* BEGIN Input rows *

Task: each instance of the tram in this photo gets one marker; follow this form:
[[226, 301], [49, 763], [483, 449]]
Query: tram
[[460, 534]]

* END Input rows *
* BEGIN Input rows *

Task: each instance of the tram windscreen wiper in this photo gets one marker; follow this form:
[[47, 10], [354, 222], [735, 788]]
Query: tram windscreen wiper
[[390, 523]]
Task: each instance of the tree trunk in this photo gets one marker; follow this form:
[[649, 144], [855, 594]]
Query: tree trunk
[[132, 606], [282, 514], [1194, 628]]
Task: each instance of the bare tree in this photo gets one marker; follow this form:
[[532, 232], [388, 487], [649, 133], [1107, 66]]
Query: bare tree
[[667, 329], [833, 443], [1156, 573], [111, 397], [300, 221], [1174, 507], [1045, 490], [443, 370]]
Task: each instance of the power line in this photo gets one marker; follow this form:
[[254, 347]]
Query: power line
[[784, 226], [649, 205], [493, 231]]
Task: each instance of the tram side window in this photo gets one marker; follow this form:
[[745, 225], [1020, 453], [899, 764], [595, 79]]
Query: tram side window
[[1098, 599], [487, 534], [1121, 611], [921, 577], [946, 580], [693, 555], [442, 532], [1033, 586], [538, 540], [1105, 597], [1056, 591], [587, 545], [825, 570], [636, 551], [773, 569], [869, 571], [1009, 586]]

* END Input rows *

**Exercise brief**: Reproduce the records from the line with "Task: each instance of the tram windscreen" through the line with "[[784, 226], [649, 205], [493, 231]]", substituting "overhead wire" for "power line" and leaving everything else unaltered. Give only those lines.

**Task response**:
Task: each instance of the tram windscreen wiper in this photo gets one marker; follow this form:
[[47, 10], [354, 222], [735, 788]]
Query: tram windscreen wiper
[[390, 523]]
Task: each instance of the tree trunk in this photo gets one marker; follow this form:
[[649, 144], [855, 594]]
Query: tree trunk
[[132, 606], [282, 514], [1194, 628]]
Task: each instance of the bare tree in this photo gets one marker; follow this form:
[[532, 232], [388, 487], [649, 133], [1107, 66]]
Query: bare tree
[[667, 329], [833, 443], [1156, 573], [111, 397], [300, 221], [1174, 507], [1045, 490], [443, 370]]
Task: each instance of the overhead wire in this photo gets one marker; follow this form:
[[254, 347]]
Query: overhead wire
[[784, 226], [649, 205], [493, 231]]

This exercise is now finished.